> [SOURCE TEXT]:

The UK’s Mental Health Foundation describes the benefits of spiritual activities:

‘Being able to express and explore our spirituality is a basic human need and a universal human right. This right applies to everyone and is enshrined in European and UK law, based on the Universal Declaration of Human Rights. …

Spirituality can help people maintain good mental health. It can help them cope with everyday stress and can keep them grounded. Tolerant and inclusive spiritual communities can provide valuable support and friendship. There is some evidence of links between spirituality and improvements in people’s mental health, although researchers do not know exactly how this works. …

Spirituality can also help people deal with mental distress or mental illness. Spirituality can bring a feeling of being connected to something bigger than yourself and it can provide a way of coping in addition to your own mental resilience. It can help people make sense of what they are experiencing.’

I certainly find all that to be true.  And this stuff matters to me. It is a huge part of who I am and how I hope to parent our girls: teaching them unconditional love and endless grace and hope and honesty and integrity (and, here’s hoping, perhaps a bit of self-discipline one day). So here’s what it all looks like in practice for me at the moment.

> [WHAT NEEDS TO BE DONE]: Could you continue the piece on spirituality and mental health from its last sentence, in the same first-person voice?

> [MATERIAL SHOWN]:
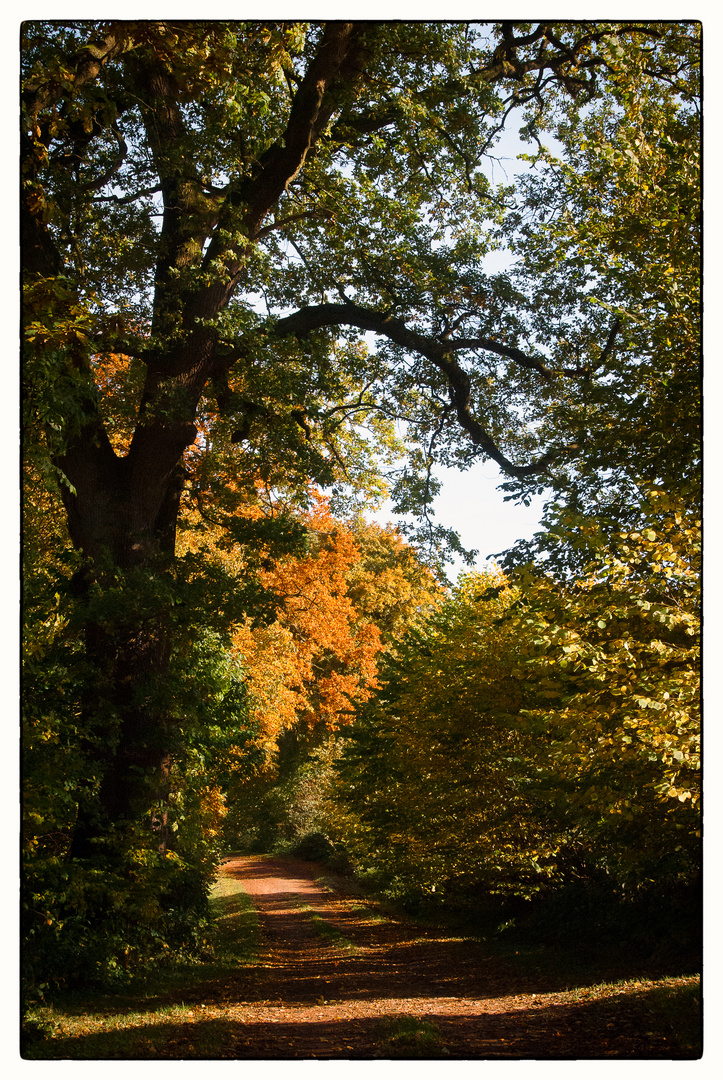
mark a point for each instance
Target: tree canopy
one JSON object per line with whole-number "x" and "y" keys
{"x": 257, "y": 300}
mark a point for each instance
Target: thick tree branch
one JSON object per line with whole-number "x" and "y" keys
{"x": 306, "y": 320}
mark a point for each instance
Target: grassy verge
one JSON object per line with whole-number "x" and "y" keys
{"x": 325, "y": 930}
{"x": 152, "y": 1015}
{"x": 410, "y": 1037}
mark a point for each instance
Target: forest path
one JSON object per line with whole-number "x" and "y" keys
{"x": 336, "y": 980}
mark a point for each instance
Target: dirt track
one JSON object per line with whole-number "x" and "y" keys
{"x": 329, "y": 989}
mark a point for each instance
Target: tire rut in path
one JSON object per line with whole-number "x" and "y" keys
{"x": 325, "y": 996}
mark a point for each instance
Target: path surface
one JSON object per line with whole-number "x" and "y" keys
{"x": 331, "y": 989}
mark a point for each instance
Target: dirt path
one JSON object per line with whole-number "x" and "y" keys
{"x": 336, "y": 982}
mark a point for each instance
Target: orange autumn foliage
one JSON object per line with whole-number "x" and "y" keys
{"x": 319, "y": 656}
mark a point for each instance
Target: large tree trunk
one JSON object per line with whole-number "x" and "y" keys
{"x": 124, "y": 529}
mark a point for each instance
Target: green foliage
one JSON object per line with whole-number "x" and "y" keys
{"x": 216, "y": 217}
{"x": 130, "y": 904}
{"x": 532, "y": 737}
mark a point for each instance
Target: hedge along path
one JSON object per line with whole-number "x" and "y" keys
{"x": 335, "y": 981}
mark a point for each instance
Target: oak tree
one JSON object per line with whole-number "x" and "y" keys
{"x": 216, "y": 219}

> [THE RESULT]:
Music
Even before I was an adoptive parent, I was tired a lot of the time. Now, on less sleep and more stress, some days are a bit of a fog. I just don’t have the mental capacity, let alone the free time for reading the more academic theology books that I used to love, so I now feel that I ‘connect’ more through music. My current favourite albums are:

    

I have these CDs in the car and I have the MP3s on my phone and computer. They help me calm down, cheer up, and generally regulate and get a bit of a broader perspective on whatever’s on my mind. It helps that (with absolutely no coercion on our part) the children love them and will sing these songs with gusto when they wake up in the morning and are ‘playing quietly’ in their rooms. I think they find them helpful too.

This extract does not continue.